--- start SUPPLIED TEXT ---
Modern East Asian Literature Research Cluster presents

Emerging Research on Modern East Asian Literature

 

The Politics of Art in Contemporary Korean Fiction

 

Speaker: Chris Hanscom

Professor | Department of Asian Languages and Cultures | UCLA

 

Moderator: Su Yun Kim

Associate Professor | Korean Studies | The University of Hong Kong

 

DATE: 21 FEB 2025 (FRI) 4:30–6:00 pm (HKT)

VENUE: Room 436, 4/F, Run Run Shaw Tower, HKU

REGISTRATION:

 

Using examples from fiction and photography this talk will explore the relationship between art and politics, particularly regarding the aesthetic representation of atrocity. What kind of remembering is adequate to the traumatic event, and can how the representation of such memory avoid both the cycle of endless melancholic return and the forgetting that accompanies the “memorization” of that past? Where politics is defined as the struggle over the propriety of language, it is the work of art, not the archival document, that stands at the juncture of the imperative to remember and the prohibition against making sense of the inexplicable.
--- end SUPPLIED TEXT ---
TASK SET |
1. From the talk announcement, copy the passage starting with "VENUE: Room 436, 4/F, Run" and going on through "of the inexplicable.".
2. According to the talk announcement, who is the moderator of the event?
--- start RECORDED DATA ---
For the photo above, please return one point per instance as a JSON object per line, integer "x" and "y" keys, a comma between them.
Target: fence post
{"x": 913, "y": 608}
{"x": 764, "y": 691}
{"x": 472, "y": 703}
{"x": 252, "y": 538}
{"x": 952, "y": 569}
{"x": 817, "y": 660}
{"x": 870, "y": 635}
--- end RECORDED DATA ---
--- start RECORDED DATA ---
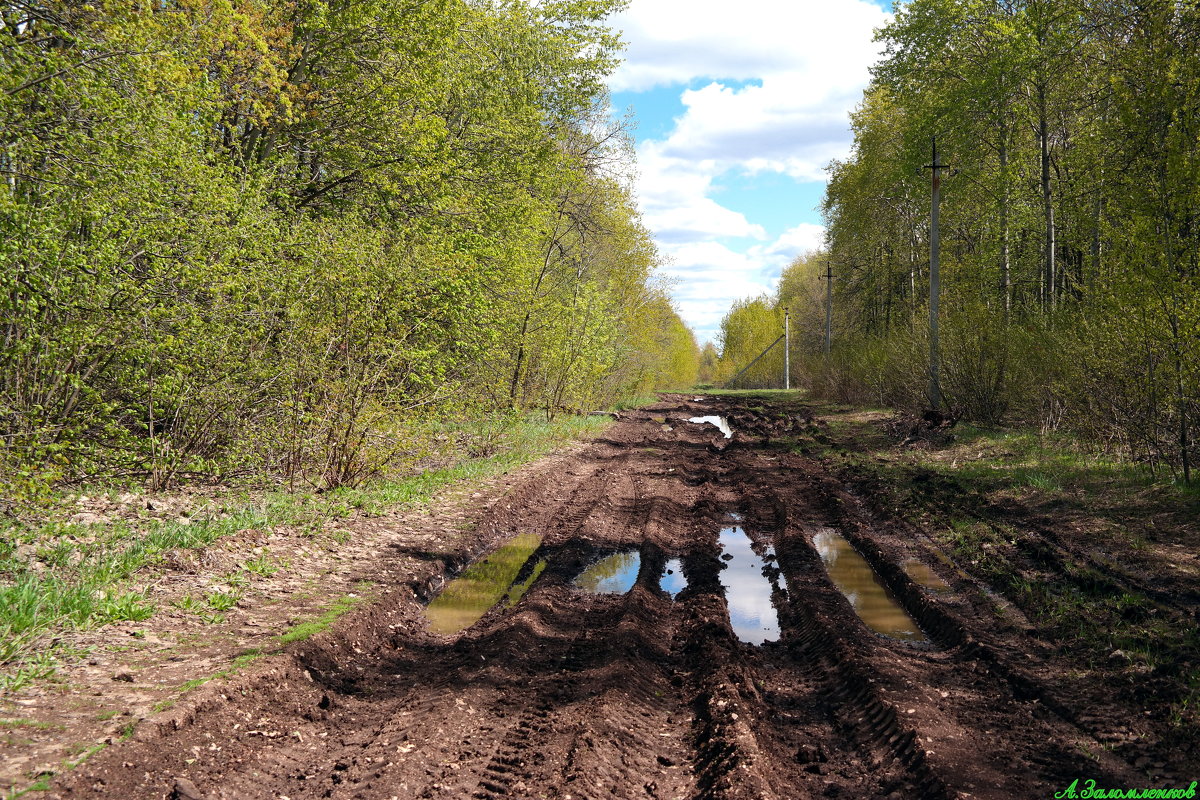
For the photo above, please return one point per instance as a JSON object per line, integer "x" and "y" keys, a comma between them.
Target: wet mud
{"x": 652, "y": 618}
--- end RECORDED DATA ---
OUTPUTS |
1.
VENUE: Room 436, 4/F, Run Run Shaw Tower, HKU

REGISTRATION:

 

Using examples from fiction and photography this talk will explore the relationship between art and politics, particularly regarding the aesthetic representation of atrocity. What kind of remembering is adequate to the traumatic event, and can how the representation of such memory avoid both the cycle of endless melancholic return and the forgetting that accompanies the “memorization” of that past? Where politics is defined as the struggle over the propriety of language, it is the work of art, not the archival document, that stands at the juncture of the imperative to remember and the prohibition against making sense of the inexplicable.

2. Su Yun Kim